# THE INPUT:
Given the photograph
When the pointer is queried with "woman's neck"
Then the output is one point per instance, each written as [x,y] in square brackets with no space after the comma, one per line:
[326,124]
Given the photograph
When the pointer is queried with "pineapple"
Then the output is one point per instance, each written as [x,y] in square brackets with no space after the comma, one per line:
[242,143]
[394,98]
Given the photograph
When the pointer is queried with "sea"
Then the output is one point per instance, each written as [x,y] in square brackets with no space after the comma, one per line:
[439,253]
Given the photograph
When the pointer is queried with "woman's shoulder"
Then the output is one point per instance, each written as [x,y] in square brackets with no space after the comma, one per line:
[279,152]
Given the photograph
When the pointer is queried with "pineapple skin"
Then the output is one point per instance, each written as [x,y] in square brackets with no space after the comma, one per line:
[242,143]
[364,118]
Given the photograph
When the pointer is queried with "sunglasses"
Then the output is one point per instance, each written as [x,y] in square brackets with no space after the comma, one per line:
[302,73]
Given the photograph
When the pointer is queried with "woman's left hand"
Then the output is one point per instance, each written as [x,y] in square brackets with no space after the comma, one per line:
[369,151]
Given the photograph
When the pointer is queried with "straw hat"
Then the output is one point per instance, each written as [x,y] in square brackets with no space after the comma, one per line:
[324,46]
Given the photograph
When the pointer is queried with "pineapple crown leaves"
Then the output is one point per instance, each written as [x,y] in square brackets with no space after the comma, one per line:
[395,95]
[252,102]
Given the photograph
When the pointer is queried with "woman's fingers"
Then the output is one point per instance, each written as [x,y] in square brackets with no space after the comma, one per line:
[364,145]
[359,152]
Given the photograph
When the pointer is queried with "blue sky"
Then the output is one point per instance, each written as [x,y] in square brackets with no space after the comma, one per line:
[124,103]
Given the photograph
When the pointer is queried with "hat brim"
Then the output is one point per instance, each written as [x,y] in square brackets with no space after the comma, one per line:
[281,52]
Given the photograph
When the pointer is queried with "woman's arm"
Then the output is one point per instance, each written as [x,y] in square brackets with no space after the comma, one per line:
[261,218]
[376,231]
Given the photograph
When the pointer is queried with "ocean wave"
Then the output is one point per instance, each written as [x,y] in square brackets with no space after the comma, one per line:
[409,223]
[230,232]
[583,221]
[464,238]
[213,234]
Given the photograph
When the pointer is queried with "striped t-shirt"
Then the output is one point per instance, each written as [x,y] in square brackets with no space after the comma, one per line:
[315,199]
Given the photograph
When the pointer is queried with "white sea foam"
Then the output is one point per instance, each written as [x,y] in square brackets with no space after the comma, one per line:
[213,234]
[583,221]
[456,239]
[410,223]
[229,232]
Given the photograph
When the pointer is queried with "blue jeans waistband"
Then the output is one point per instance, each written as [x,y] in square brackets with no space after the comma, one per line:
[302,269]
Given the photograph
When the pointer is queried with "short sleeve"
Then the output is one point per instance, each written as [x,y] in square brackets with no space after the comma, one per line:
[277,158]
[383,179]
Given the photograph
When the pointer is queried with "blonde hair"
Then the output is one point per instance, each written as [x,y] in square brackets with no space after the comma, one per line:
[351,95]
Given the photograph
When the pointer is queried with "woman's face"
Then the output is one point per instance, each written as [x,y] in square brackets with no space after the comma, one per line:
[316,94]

# YOUR OBJECTIVE:
Your reply needs to reproduce all of the listing exactly.

# EXPECTED OUTPUT:
Given the photograph
When the pointer is queried with "woman's neck"
Then the output is one point per instance, each written as [x,y] in square brackets with no space after the comma, one per line:
[326,124]
Given the photograph
When the pointer is queried with "pineapple"
Then the output is one point per instance, each written as [x,y] in square brackets with no space after the comma, one per line:
[242,143]
[394,98]
Given the photograph
When the pointer is queried with "sea"
Then the output is one point per instance, each written as [x,y] in square brackets with no space after the comma, one per line:
[439,253]
Given the photograph
When the pointer is queried with "woman's shoulder"
Then the output is one point per instance, each written as [x,y] in square brackets with no space after the comma, one per line:
[279,152]
Given the photograph
When the pointer is queried with "pineapple skin"
Then the output is one point per instance, each written as [x,y] in square brackets with no space after the comma, one per line:
[242,143]
[364,118]
Given the photograph
When the pointer is queried with "sunglasses"
Then the output is one point per instance, each written as [x,y] in square brackets with no space after the comma, one per line:
[302,73]
Given the photograph
When the pointer is queried with "woman's left hand"
Then the output is one point per instance, each written as [x,y] in square brackets with no space after the comma, one per line:
[369,151]
Given the photograph
When the pointer is queried with "straw hat"
Then the output is one point per instance, each written as [x,y] in square brackets with no space after the comma, one per line:
[324,46]
Given the photograph
When the pointer is queried with "pineapple crown leaves"
Then the output is one point per instance, each written as [x,y] in square brackets with no space after the comma, one per line:
[395,95]
[252,102]
Given the photograph
When the pointer is queried with "woman's fingers"
Then the output is one point per instance, each written as [x,y] in square brackets with no space after the comma, one per line:
[364,145]
[359,152]
Given the photograph
When the pointer is queried with "blue sky"
Then the output is one point per instance, each written as [x,y] in square brackets with no space after the comma, one per line:
[124,103]
Given the photograph
When the pointer is queried with "hat brim"
Then the output is one point per instance, each written as [x,y] in square brackets with no space after the comma, one per line:
[281,52]
Given the photograph
When the pointer is queried with "woman's arm"
Then the output is one point per instance, each written as [x,y] in square brackets with no space after the comma, one per line:
[261,218]
[376,231]
Given the photograph
When the pointer is queried with "ocean wave"
Then the output is one point per instance, each written as [x,y] in square brackets with no space after the comma, one per line:
[409,223]
[230,232]
[583,221]
[464,238]
[213,234]
Given the photograph
When the pointer is queried with "striped t-shirt"
Then the output is one point per instance, each written as [x,y] in square brackets with no space after the comma, one per line:
[315,199]
Given the photograph
When the pointer is queried with "white sea foam"
Then the output is one point per instance, each written as [x,y] in square brackets with no space after the comma, one per line:
[213,234]
[583,221]
[456,239]
[410,223]
[229,232]
Given the photograph
When the pointer is queried with "blue jeans waistband"
Then the output is one point per instance, each written as [x,y] in square brackets with no space after the comma, one per line:
[302,269]
Given the photograph
When the pointer is queried with "short sleeve"
Then the output is one point per instance, each written as [x,y] in square brackets with no space after the comma, one per line:
[277,158]
[383,179]
Given the photograph
When the pointer is queried with "blonde hair"
Then the output is one point per instance, each written as [x,y] in square brackets with no space after the comma, one per line:
[351,95]
Given the photograph
When the pointer is queried with "woman's face"
Then the output is one point per instance, each written as [x,y] in square brackets with no space after the comma, one per line:
[316,94]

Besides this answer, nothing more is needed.